Saved entries:
---------------
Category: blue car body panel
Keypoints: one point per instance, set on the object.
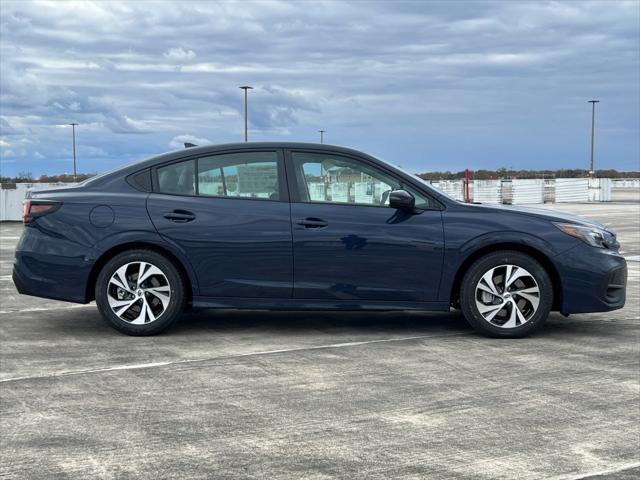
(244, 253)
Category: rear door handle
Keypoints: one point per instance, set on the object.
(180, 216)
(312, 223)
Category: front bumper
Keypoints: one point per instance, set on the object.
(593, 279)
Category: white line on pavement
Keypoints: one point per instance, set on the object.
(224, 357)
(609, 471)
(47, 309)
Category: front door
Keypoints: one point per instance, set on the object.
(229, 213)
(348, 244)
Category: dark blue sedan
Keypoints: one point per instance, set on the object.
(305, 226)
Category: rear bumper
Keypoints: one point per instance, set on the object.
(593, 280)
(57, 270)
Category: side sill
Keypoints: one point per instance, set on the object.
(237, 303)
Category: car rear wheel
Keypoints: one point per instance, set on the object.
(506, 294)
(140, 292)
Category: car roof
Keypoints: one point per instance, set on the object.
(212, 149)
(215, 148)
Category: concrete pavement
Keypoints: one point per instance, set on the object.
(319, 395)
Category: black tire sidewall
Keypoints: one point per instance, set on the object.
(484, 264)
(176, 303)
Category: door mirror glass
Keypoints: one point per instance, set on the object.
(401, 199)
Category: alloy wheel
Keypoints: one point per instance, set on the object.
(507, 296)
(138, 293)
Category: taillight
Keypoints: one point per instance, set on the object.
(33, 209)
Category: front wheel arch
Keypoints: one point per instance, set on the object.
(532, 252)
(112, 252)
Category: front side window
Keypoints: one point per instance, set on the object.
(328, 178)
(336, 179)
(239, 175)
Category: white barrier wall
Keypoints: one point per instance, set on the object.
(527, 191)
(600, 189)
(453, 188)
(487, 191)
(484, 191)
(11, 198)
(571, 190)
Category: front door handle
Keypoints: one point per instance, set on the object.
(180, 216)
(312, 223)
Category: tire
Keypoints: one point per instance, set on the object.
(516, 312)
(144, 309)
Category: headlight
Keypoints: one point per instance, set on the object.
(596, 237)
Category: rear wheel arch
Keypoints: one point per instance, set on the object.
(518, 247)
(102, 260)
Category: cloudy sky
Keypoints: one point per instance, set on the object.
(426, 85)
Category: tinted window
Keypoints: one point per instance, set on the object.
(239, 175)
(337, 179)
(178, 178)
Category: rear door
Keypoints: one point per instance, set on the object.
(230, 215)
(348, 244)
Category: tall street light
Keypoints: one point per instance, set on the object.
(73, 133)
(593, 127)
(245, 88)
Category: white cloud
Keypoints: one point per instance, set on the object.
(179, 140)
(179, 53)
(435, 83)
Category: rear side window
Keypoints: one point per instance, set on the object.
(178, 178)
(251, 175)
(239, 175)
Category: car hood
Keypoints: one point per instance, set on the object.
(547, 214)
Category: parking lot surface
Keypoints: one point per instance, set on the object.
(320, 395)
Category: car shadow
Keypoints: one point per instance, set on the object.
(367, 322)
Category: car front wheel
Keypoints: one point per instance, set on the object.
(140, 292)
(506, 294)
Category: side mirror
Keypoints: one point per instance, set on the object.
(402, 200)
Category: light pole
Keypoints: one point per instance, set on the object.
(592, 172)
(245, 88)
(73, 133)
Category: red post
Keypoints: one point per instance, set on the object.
---------------
> [How to complete this task]
A precise repetition of every entry, free of pictures, is the expected answer.

> [Solution to this task]
Category: blue car body panel
Keypoints: one point per instance, set on the object.
(244, 253)
Category: rear door handle
Keypoints: one point per instance, set on the object.
(180, 216)
(312, 223)
Category: front bumper
Keypoints: one point per instance, set on the object.
(593, 279)
Category: white line on pavement
Keypoints: one point per instance, set on the object.
(224, 357)
(609, 471)
(47, 309)
Category: front door
Keypoints: one point per instance, set on the object.
(229, 213)
(348, 244)
Category: dark blue sedan
Keypoints: one point per instance, set on the object.
(305, 226)
Category: rear bumper
Keypoints: one point per instance, set on the object.
(593, 280)
(57, 270)
Category: side sill
Keypoints: one point per instance, set on the object.
(237, 303)
Category: car rear wheel
Keypoints: one point per instance, set on the object.
(506, 294)
(140, 292)
Category: car roof
Keypoints: one point per instance, set on the object.
(212, 149)
(215, 148)
Category: concrete pavement
Keypoints: one point per instance, set on the object.
(319, 395)
Category: black tire sidewall
Keypoints: one point per instance, set on the object.
(484, 264)
(176, 303)
Category: door mirror glass
Keypoints: one point per instance, set on the object.
(401, 199)
Category: alloy wheel
Keypoints: one point per instance, set on the object.
(507, 296)
(138, 293)
Category: taillight
Keypoints: one point per instance, set on the object.
(33, 209)
Category: front wheel arch
Keypoints: one point per instance, set on the object.
(532, 252)
(112, 252)
Category: front side window
Keypoints: one point per instance, set on the object.
(328, 178)
(336, 179)
(239, 175)
Category: white barrier wall
Keypoints: one point per instance, set on the object.
(527, 191)
(600, 189)
(453, 188)
(487, 191)
(484, 191)
(11, 198)
(571, 190)
Category: front door handle
Keypoints: one point per instance, set on the object.
(180, 216)
(312, 223)
Category: tire
Keypoints: one point per instance, set on the object.
(516, 312)
(144, 309)
Category: headlight
Keypoints: one point per instance, set on the object.
(596, 237)
Category: rear wheel arch
Keypoints: one point per instance, set on the object.
(518, 247)
(102, 260)
Category: cloudy sky
Keypoints: one point per instance, set on the object.
(426, 85)
Category: tinted window
Keypoints: one point per instance, set on the object.
(239, 175)
(337, 179)
(178, 178)
Category: rear door
Keypoints: one point per instance, set on the object.
(230, 215)
(348, 244)
Category: tall street light
Keypoints: one point per instance, set on the object.
(73, 133)
(593, 127)
(245, 88)
Category: white cloud
Keypoints: one point per instance, set on the object.
(179, 140)
(179, 53)
(435, 83)
Category: rear side window
Keypoints: one point per instance, set on the object.
(178, 178)
(251, 175)
(239, 175)
Category: car hood
Keypoints: one point per instance, set on the object.
(547, 214)
Category: parking lot surface
Keypoints: one point per instance, set on the object.
(320, 395)
Category: car shadow
Keypoints: one point per instance, set on the object.
(367, 322)
Category: car front wheel
Keypoints: one point per instance, set on the object.
(140, 292)
(506, 294)
Category: side mirror
Keypoints: one point per instance, set on the object.
(402, 200)
Category: light pole
Keypoints: one point per instance, set on the object.
(592, 172)
(245, 88)
(73, 133)
Category: red post
Keypoints: one point per instance, set on the object.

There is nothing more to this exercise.